Фрагмент текста:
* * * * *
Беспорядочное бегство японцев после боя 1 июня удостоверяется даже из японских источников.
Подвиги наших «чудо-богатырей» не поддаются описанию.
Есть ли на свете такое талантливое перо, чтобы воссоздать хотя бы следующую картину.
На одной из наших батарей, попавшую на позицию, к которой японцы пристрелялись, выбыли из строя все офицеры, начальство принял унтер-офицер, у которого уже была оторвана кисть правой руки – он, кое-как перевязав её рукавом рубахи, левой рукой работает над орудием, пока не падает мёртвым, сражённый шрапнелью. Тут же на полях Вафангоу выказалась во всём своём блеске доблесть русской женщины – сестра милосердия г-жа Воронова под градом пуль, спокойно сидя на коне, распоряжалась действиями санитаров.
Два военных врача (один из них еврей) работали неутомимо в линии огня, перевязывая раненых, и когда наши войска стали отходить, доблестные истинные «друзья человечества», несмотря ни на какие убеждения, не оставили свою опасную работу, пока не довели её до конца.
По заявлению поручика Вакулина, контуженного в голову, состоявшего при двух американских военных агентах, эти последние вели себя настоящими «солдатами» – они всё время не покидали линии огня и с сигарами в зубах спокойно стояли под сыпавшимися вокруг них пулями.
* * * * *
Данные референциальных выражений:
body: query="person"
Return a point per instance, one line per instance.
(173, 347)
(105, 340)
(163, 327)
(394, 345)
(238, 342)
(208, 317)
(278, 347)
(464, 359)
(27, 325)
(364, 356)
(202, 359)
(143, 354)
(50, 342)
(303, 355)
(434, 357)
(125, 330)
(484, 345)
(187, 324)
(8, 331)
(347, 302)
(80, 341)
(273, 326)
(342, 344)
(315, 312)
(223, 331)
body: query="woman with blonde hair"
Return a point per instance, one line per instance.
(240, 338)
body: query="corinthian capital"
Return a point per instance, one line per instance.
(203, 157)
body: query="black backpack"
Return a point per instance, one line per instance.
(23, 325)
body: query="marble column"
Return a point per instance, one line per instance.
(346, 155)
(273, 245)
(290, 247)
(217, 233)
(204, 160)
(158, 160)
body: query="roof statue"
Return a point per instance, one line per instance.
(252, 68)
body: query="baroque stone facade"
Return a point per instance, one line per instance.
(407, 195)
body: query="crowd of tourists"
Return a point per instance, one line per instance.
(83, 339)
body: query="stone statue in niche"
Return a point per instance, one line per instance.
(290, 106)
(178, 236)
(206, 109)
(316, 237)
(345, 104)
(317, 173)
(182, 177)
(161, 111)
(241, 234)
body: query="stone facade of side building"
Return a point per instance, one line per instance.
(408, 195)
* * * * *
Что требуется: Воспроизведите целиком и без единого изменения текст о бое при Вафангоу.

Ответ на задание:
Беспорядочное бегство японцев после боя 1 июня удостоверяется даже из японских источников.
Подвиги наших «чудо-богатырей» не поддаются описанию.
Есть ли на свете такое талантливое перо, чтобы воссоздать хотя бы следующую картину.
На одной из наших батарей, попавшую на позицию, к которой японцы пристрелялись, выбыли из строя все офицеры, начальство принял унтер-офицер, у которого уже была оторвана кисть правой руки – он, кое-как перевязав её рукавом рубахи, левой рукой работает над орудием, пока не падает мёртвым, сражённый шрапнелью. Тут же на полях Вафангоу выказалась во всём своём блеске доблесть русской женщины – сестра милосердия г-жа Воронова под градом пуль, спокойно сидя на коне, распоряжалась действиями санитаров.
Два военных врача (один из них еврей) работали неутомимо в линии огня, перевязывая раненых, и когда наши войска стали отходить, доблестные истинные «друзья человечества», несмотря ни на какие убеждения, не оставили свою опасную работу, пока не довели её до конца.
По заявлению поручика Вакулина, контуженного в голову, состоявшего при двух американских военных агентах, эти последние вели себя настоящими «солдатами» – они всё время не покидали линии огня и с сигарами в зубах спокойно стояли под сыпавшимися вокруг них пулями.